▶ [Tekst źródłowy]:
------------
Czarno biali bohaterowie, sztampowa fabuła. Ok, czyta się fajnie, ale takie "Dwie Wieże" czytało mi się miejscami tragicznie, zwłaszcza podróż Sama i Froda.
 
 
Ł 
dziura w niebycie


Posty: 4487
Skąd: fnord
Wysłany: 2008-10-13, 21:05   

iselor napisał/a:
sztampowa fabuła


To podaj 10 przykładów fabuł w odniesieniu do których Władca Pierścieni jest sztampowy. Bo rozumiem że skoro użyłeś tego słowa które sugeruje odtwrczośc i powielanie to podanie konkretnych przykładów nie sprawi ci problemu.
 
 
iselor 


Posty: 342
Skąd: Łódź
Wysłany: 2008-10-13, 22:10   

Kurcze, użyłem złego słowa. Chodzi mi o to że historyjka o złym czarnoksiężniku (Sauron) i parobku mającym zbawić świat (Frodo) za pomocą Magicznego Przedmiotu (Pierścień) jest niezbyt oryginalna. Nigdzie nie napisałem że WP jest złą ksiażką!Nie! szanuje Tolkiena, jego twóczość i wkład w literaturę ale jest kilku twórców których wyżej cenię
Uważam zaś że sztampowej lub jak kto woli, nieoryginalnej fabuły nie mają:
- "Ziemiomorze" Le Guin
- "Księga Nowego Słońca" Wolfe'a
- "Dylogia Latro" Wolfe'a
- "Pieśń Karczmarza" Beagle'a
- "Ostatni Jednorożec" Beagle'a
- "Kroniki Thomasa Covenanta Niedowiarka" Donaldsona
- "Lyonesse" Vance'a
- "Kroniki Amberu" Zelaznego
- "Narzeczona księcia" Goldmana
- "Sarantyńska Mozaika" Kaya
Nie oznacza to że każdą z tych pozycji uważam za lepszą od WP, ale bardziej oryginalną jeśli chodzi o fabułę. (np. nie lubię Donaldsona ale pomysł miał fajny)
------------
▶ [Cel zadania a]: Zredaguj fragment tekstu źródłowego, zaczynając od słów "Kurcze, użyłem złego" i kończąc po słowach "pomysł miał fajny)", z zamianą "Sauron" na "Morgoth".
------------
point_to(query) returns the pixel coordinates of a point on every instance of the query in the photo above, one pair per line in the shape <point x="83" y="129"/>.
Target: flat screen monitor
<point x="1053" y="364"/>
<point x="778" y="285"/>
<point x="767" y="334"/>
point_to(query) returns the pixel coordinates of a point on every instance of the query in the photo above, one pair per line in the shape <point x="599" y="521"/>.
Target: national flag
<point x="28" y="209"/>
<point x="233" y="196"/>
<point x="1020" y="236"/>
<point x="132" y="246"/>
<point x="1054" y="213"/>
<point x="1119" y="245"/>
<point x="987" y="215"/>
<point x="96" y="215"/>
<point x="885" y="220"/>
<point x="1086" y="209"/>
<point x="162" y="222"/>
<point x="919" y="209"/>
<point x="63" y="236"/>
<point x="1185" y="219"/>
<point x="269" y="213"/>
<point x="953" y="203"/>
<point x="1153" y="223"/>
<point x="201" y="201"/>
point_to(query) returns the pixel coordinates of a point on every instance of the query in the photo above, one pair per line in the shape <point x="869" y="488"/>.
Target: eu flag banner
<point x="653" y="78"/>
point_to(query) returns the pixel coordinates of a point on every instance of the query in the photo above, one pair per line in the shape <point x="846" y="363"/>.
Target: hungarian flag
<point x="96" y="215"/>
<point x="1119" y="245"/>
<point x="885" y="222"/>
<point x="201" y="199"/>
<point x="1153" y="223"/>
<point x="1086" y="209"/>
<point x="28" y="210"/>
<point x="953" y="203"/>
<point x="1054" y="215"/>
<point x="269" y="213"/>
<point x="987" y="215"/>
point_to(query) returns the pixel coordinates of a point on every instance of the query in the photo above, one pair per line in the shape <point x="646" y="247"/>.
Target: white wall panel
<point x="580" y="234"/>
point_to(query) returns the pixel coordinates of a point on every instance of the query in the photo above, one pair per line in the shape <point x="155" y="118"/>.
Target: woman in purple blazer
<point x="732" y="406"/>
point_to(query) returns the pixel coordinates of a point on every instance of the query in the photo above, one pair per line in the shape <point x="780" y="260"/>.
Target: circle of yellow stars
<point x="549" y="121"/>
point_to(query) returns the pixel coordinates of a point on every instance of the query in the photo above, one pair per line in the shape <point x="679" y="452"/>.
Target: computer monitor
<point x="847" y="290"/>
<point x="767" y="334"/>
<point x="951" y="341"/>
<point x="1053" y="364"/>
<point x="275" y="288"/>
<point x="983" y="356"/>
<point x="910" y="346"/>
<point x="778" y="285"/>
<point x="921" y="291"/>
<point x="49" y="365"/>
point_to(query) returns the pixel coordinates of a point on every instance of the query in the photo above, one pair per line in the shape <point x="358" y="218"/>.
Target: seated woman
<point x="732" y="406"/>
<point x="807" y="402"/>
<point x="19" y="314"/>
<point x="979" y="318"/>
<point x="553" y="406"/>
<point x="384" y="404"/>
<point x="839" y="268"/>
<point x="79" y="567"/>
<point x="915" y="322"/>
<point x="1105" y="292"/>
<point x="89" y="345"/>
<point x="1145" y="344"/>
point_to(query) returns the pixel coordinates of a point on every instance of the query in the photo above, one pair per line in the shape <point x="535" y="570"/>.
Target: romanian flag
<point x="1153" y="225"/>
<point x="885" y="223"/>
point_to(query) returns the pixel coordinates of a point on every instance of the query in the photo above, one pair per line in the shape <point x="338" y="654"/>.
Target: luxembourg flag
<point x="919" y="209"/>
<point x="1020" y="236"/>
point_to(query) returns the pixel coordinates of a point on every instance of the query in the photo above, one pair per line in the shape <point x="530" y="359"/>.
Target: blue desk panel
------------
▶ [Cel zadania b]: Wybierz i przepisz każdy wiersz danych zawierający ciąg "flag", z uwzględnieniem wielkości liter.

▶ [Gotowa odpowiedź a]:
Kurcze, użyłem złego słowa. Chodzi mi o to że historyjka o złym czarnoksiężniku (Morgoth) i parobku mającym zbawić świat (Frodo) za pomocą Magicznego Przedmiotu (Pierścień) jest niezbyt oryginalna. Nigdzie nie napisałem że WP jest złą ksiażką!Nie! szanuje Tolkiena, jego twóczość i wkład w literaturę ale jest kilku twórców których wyżej cenię
Uważam zaś że sztampowej lub jak kto woli, nieoryginalnej fabuły nie mają:
- "Ziemiomorze" Le Guin
- "Księga Nowego Słońca" Wolfe'a
- "Dylogia Latro" Wolfe'a
- "Pieśń Karczmarza" Beagle'a
- "Ostatni Jednorożec" Beagle'a
- "Kroniki Thomasa Covenanta Niedowiarka" Donaldsona
- "Lyonesse" Vance'a
- "Kroniki Amberu" Zelaznego
- "Narzeczona księcia" Goldmana
- "Sarantyńska Mozaika" Kaya
Nie oznacza to że każdą z tych pozycji uważam za lepszą od WP, ale bardziej oryginalną jeśli chodzi o fabułę. (np. nie lubię Donaldsona ale pomysł miał fajny)

▶ [Gotowa odpowiedź b]:
Target: national flag
Target: eu flag banner
Target: hungarian flag
Target: romanian flag
Target: luxembourg flag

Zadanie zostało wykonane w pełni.